### Given text
^^^^^^^^

Previous studies have found that GAS can reduce rice yields by as much
as 50% with economic impacts running into millions of US dollars
(Djeddour et al., 2021; Halwart, 1994). Thus, working out where GAS has
spread to, and might spread to, could be used to give early warnings to
decision-makers to try and limit the effects of any potential invasion.
This will also help in contingency planning in case of invasion.
Since its first report in Kenya in 2020 (Buddie et al., 2021), GAS
continues to expand its range from the invasion point where damage to
rice crop continues to be reported by farmers. Its arrival or
introduction pathway in Kenya is however still contentious. Unconfirmed
media reports in Kenya suggest that the snail was introduced as a weed
biocontrol, but no import permit to introduce the species has been
issued by authorised organisations in the country. In Kenya, the
management of this pest has majorly relied on physical and cultural
practices with the desperate use of broad-spectrum synthetic chemicals.
Other available strategies employed by farmers include hand-picking of
adults and crushing of egg masses and water/flood management (alternate
wetting and drying). However, most of these practices have proved
ineffective to curb the spread of GAS. This is further exacerbated by
the fact that the country has no pesticides (Molluscicides) registered
specifically for the management of GAS.

^^^^^^^^

### Directive A
Answer these from the text on GAS in Kenyan rice fields:
(i) By how much can GAS reduce rice yields?
(ii) In what year was GAS first reported in Kenya?
(iii) According to unconfirmed media reports, why was the snail introduced?
### Directive B
Extend the text on GAS in Kenyan rice fields, picking up after its final sentence.

### Records from a data source
^^^^^^^^

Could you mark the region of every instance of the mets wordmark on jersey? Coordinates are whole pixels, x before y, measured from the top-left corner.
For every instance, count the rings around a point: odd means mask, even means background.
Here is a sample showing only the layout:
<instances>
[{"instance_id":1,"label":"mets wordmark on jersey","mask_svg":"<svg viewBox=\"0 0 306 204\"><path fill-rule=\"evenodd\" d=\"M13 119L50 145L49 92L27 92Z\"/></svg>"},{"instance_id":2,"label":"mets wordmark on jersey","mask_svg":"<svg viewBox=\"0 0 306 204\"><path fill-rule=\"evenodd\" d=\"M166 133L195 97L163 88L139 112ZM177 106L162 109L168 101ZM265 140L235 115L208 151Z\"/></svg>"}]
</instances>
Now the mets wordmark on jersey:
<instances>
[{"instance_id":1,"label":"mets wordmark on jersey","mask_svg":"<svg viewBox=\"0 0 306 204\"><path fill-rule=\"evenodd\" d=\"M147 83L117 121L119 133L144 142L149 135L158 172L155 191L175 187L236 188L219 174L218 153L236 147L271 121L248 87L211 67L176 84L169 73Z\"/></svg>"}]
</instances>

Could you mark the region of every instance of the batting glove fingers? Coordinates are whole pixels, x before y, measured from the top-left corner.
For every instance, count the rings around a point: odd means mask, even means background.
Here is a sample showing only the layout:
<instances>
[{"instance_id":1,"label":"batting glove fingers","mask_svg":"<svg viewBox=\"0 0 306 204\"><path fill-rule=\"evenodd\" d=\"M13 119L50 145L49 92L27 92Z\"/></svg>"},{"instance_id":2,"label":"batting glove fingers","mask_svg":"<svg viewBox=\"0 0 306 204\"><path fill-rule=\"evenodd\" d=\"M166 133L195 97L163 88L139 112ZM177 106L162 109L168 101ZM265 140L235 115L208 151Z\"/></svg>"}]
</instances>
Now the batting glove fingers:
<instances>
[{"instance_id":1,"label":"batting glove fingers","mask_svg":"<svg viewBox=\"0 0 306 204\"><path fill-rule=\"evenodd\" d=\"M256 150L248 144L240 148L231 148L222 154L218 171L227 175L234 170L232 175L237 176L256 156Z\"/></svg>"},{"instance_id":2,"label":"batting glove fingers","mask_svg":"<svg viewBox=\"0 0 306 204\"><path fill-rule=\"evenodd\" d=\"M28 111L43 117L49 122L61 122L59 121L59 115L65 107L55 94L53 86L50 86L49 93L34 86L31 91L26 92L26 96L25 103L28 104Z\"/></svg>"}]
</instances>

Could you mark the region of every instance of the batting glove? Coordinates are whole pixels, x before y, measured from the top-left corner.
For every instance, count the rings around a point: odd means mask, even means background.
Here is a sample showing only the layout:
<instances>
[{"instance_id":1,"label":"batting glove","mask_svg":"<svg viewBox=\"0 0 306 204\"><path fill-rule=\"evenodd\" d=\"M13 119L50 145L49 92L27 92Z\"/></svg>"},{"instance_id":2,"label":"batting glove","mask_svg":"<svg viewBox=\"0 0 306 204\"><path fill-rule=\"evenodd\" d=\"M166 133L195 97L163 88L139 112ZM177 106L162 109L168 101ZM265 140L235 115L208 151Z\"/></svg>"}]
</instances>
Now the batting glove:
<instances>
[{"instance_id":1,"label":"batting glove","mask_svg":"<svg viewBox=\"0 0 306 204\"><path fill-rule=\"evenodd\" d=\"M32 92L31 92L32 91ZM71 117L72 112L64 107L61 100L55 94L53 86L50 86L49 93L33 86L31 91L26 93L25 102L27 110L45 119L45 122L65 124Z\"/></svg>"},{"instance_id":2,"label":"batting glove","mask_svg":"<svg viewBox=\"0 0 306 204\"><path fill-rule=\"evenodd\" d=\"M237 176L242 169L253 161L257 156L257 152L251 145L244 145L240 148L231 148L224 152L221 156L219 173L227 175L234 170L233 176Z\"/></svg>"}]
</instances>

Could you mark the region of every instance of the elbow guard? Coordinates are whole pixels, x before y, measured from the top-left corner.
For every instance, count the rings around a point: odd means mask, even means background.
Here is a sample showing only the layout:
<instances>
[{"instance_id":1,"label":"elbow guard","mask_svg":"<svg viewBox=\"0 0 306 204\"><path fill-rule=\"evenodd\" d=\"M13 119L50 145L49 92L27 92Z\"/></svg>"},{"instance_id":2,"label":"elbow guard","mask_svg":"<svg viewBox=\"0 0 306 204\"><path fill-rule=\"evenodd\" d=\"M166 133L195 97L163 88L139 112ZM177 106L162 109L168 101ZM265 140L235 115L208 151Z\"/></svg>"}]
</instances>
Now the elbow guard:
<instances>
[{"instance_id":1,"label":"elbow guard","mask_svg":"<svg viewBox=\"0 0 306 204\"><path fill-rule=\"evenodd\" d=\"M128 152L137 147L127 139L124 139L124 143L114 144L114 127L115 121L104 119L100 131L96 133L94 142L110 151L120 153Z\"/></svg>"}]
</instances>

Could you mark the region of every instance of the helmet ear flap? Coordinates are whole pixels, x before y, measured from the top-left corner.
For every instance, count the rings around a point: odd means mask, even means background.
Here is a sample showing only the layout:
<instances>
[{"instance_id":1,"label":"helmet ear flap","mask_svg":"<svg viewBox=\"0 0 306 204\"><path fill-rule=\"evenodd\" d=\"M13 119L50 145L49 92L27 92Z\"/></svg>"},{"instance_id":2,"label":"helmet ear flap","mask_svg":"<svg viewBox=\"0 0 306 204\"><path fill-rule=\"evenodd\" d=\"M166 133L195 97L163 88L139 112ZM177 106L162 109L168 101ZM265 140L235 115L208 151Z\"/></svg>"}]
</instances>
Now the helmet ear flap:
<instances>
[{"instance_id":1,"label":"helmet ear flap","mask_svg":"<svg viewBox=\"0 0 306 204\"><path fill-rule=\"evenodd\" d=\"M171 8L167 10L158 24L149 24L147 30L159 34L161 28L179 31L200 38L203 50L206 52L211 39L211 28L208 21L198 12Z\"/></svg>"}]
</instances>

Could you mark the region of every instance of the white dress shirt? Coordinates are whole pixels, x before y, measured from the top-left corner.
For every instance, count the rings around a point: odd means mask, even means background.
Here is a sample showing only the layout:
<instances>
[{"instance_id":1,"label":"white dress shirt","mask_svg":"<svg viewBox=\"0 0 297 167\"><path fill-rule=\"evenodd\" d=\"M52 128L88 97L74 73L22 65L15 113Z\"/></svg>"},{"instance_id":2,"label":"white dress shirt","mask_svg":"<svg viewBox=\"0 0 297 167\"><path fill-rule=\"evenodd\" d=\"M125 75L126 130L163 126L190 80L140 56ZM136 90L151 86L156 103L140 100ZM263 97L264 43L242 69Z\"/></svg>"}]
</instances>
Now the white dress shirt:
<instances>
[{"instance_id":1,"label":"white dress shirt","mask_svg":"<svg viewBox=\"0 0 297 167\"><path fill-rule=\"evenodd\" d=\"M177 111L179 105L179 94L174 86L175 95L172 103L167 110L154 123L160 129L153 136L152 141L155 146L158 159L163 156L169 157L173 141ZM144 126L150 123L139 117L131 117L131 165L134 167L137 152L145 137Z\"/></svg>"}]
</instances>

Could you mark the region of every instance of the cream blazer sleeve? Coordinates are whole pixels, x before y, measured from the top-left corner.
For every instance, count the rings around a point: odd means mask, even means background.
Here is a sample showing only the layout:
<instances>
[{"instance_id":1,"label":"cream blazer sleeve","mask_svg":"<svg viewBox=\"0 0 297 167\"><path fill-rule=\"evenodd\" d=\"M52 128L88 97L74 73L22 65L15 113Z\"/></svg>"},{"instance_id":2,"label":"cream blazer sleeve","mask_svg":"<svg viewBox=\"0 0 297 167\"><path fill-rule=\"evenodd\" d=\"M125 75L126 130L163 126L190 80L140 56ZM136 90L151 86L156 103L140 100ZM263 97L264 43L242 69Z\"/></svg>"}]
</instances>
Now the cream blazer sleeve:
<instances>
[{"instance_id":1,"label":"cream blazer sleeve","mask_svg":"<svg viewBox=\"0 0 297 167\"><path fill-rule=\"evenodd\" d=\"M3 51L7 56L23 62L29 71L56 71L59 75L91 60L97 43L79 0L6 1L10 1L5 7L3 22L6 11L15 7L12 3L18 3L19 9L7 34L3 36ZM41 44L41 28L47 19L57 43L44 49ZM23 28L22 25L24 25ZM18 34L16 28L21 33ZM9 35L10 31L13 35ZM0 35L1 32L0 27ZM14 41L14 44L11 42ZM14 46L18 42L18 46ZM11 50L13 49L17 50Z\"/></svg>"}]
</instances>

^^^^^^^^

### Task response A
(i) By as much as 50%.
(ii) 2020.
(iii) As a weed biocontrol.

### Task response B
Following a status survey in September 2020, samples of GAS were
collected and molecular work to barcode was carried out to ascertain the
true identity of this snail species. After confirmatory work of the
identity, CABI and Kenya Plant Health Inspectorate Services (KEPHIS)
undertook a delimiting survey in the five major rice production areas
i.e. Mwea, Ahero, Bura, Hola and West Kano irrigation schemes in
Kirinyaga, Tana River and Kisumu Counties to establish the boundary of
spread since its first report and to help in the management and
development of quarantine strategies to limit the spread of this pest.
In addition, species distribution modelling using the Ensemble model
approach was conducted to model the potential distribution of GAS in
East Africa.